Given entries:

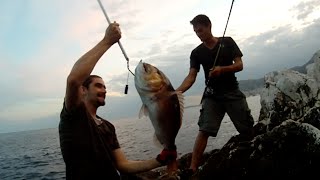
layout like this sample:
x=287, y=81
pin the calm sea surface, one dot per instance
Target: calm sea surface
x=31, y=155
x=36, y=154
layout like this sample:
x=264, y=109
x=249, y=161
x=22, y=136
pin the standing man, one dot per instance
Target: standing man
x=222, y=94
x=89, y=143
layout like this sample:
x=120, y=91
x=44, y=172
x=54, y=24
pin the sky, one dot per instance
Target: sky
x=41, y=40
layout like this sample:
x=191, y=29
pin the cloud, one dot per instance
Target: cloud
x=306, y=8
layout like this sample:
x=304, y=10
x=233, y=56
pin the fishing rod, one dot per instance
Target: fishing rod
x=225, y=29
x=120, y=45
x=220, y=45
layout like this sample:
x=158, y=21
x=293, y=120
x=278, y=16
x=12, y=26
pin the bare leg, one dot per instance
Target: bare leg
x=172, y=167
x=198, y=149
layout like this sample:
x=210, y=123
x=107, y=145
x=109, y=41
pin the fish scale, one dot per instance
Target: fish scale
x=160, y=102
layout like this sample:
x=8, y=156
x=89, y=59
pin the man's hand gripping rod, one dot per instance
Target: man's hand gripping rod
x=120, y=45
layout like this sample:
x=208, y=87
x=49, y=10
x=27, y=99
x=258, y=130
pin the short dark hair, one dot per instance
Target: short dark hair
x=89, y=79
x=201, y=19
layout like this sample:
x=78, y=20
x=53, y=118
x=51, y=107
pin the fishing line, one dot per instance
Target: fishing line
x=120, y=45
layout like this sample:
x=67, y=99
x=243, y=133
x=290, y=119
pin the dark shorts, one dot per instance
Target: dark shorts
x=213, y=110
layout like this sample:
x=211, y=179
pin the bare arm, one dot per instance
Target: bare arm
x=127, y=166
x=235, y=67
x=84, y=66
x=188, y=81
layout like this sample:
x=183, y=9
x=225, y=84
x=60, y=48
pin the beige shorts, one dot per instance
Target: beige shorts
x=213, y=110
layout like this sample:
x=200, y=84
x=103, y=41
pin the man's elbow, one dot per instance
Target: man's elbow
x=72, y=81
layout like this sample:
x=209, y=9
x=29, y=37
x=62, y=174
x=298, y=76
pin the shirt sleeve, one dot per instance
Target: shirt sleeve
x=193, y=61
x=236, y=52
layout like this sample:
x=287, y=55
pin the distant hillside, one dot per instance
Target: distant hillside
x=254, y=86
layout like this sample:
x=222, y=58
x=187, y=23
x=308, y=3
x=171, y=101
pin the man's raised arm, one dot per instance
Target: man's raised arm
x=84, y=66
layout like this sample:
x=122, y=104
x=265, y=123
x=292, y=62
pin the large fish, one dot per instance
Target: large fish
x=161, y=103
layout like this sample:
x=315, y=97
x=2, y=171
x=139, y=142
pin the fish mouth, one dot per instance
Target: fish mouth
x=145, y=67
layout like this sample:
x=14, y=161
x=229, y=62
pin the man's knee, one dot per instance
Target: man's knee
x=203, y=135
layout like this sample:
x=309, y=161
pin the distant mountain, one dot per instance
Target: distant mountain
x=253, y=86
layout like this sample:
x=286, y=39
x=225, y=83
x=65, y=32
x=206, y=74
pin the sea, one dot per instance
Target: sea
x=36, y=154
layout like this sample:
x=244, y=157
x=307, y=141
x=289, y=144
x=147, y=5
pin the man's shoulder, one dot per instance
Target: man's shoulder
x=198, y=48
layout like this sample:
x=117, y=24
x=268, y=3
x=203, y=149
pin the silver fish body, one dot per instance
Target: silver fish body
x=161, y=103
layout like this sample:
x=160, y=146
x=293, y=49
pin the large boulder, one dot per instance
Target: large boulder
x=286, y=140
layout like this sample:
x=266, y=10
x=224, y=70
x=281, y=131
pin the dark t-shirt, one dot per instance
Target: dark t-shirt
x=204, y=56
x=87, y=147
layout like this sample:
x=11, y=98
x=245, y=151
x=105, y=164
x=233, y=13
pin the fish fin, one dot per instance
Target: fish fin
x=156, y=141
x=143, y=111
x=181, y=104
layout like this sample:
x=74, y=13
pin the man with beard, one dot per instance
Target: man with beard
x=88, y=142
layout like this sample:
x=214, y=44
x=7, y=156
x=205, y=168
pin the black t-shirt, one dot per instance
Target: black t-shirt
x=87, y=147
x=204, y=56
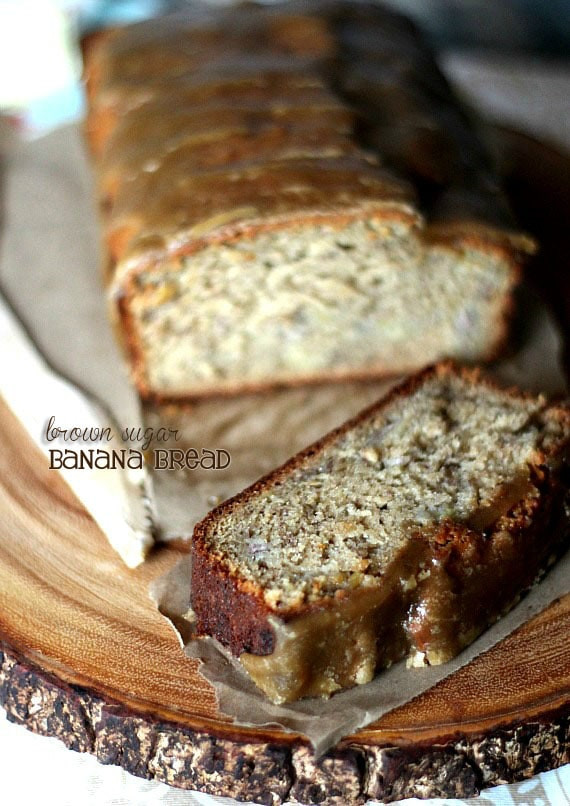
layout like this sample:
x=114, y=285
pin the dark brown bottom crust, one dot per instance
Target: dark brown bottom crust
x=273, y=773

Task description: Write out the records above once more, word for word, with no pictures.

Written answer:
layout like this sample:
x=287, y=81
pin the calm sea surface, one dot per instance
Target: calm sea surface
x=31, y=155
x=36, y=154
layout like this sample:
x=264, y=109
x=249, y=161
x=22, y=136
pin the standing man, one dot per instance
Target: standing man
x=222, y=94
x=89, y=143
layout like this sample:
x=120, y=91
x=44, y=172
x=54, y=24
pin the sky, one dot per instance
Target: sky
x=41, y=40
layout like this sample:
x=191, y=29
pin the cloud, one dot per instance
Target: cloud
x=306, y=8
layout like this sample:
x=304, y=10
x=233, y=56
pin the fishing rod, one dot per instance
Target: fishing rod
x=225, y=29
x=120, y=45
x=220, y=45
layout like this sample:
x=158, y=21
x=293, y=120
x=278, y=16
x=12, y=26
pin the bare leg, one dot per instance
Target: bare leg
x=172, y=167
x=198, y=149
layout like this sample:
x=210, y=123
x=107, y=145
x=109, y=41
pin the fish scale, one dot per instance
Target: fish scale
x=160, y=102
layout like this sample:
x=8, y=156
x=89, y=59
pin the man's hand gripping rod, one dot per instance
Target: man's hand gripping rod
x=120, y=45
layout like this sample:
x=208, y=87
x=49, y=10
x=27, y=99
x=258, y=130
pin the short dark hair, one dot per instance
Target: short dark hair
x=89, y=79
x=201, y=19
layout like this sample:
x=78, y=20
x=53, y=118
x=51, y=107
pin the fishing line, one dot per instance
Target: fishing line
x=120, y=45
layout like this sample:
x=67, y=99
x=243, y=133
x=290, y=119
pin the dark shorts, one dot per instance
Target: dark shorts
x=213, y=110
layout like this sample:
x=211, y=179
pin the bare arm, one dot per instance
Target: bare arm
x=127, y=166
x=235, y=67
x=84, y=66
x=188, y=81
layout like this sample:
x=183, y=9
x=225, y=84
x=60, y=48
pin the beige shorts, one dot per instance
Target: beige shorts
x=213, y=110
layout like this sample:
x=200, y=84
x=103, y=41
pin the man's elbow, one dot per instance
Target: man's elbow
x=72, y=81
layout like this sample:
x=209, y=9
x=29, y=37
x=62, y=174
x=298, y=76
pin the shirt sleeve, one dot per instance
Target: shirt sleeve
x=193, y=61
x=236, y=52
layout like this sample:
x=287, y=55
pin the distant hillside, one dot per instance
Target: distant hillside
x=254, y=86
layout like this sample:
x=222, y=58
x=187, y=23
x=308, y=3
x=171, y=101
pin the man's raised arm, one dot per instance
Target: man's raised arm
x=84, y=66
layout like this sample:
x=122, y=104
x=265, y=123
x=292, y=62
pin the large fish, one dot per instance
Target: large fish
x=161, y=103
layout like this sample:
x=315, y=97
x=2, y=171
x=139, y=142
pin the fish mouth, one dot per instance
Target: fish mouth
x=145, y=67
layout like this sample:
x=14, y=161
x=229, y=62
pin the man's knee, one dot per instance
Target: man's knee
x=203, y=135
layout like this sample:
x=309, y=161
pin the distant mountain, one dot per instance
Target: distant mountain
x=253, y=86
layout like this sample:
x=286, y=39
x=225, y=83
x=65, y=32
x=206, y=74
pin the sea, one dot per instance
Target: sea
x=36, y=154
layout like this sample:
x=244, y=157
x=307, y=141
x=289, y=144
x=147, y=5
pin the man's shoulder, one dot per instance
Target: man's shoulder
x=198, y=48
layout like this sample:
x=117, y=24
x=268, y=3
x=203, y=149
pin the silver fish body, one dot per instance
Target: silver fish body
x=161, y=103
layout like this sample:
x=160, y=146
x=293, y=49
pin the large boulder, one dot per instance
Target: large boulder
x=286, y=140
layout like this sample:
x=266, y=10
x=224, y=70
x=281, y=131
pin the dark t-shirt, one dot per instance
Target: dark t-shirt
x=204, y=56
x=87, y=147
layout like this sample:
x=11, y=98
x=245, y=151
x=105, y=164
x=233, y=13
pin the fish fin, one dot per instance
Target: fish fin
x=156, y=141
x=143, y=111
x=181, y=104
layout like this sample:
x=74, y=13
pin the man with beard, one dot per instance
Target: man with beard
x=88, y=142
layout like this sample:
x=214, y=44
x=7, y=156
x=205, y=168
pin the black t-shirt, one dot per instance
Target: black t-shirt
x=87, y=147
x=204, y=56
layout like this sample:
x=114, y=285
pin the dark brown bottom crust, one dot per instance
Target: dark brown bottom crust
x=273, y=773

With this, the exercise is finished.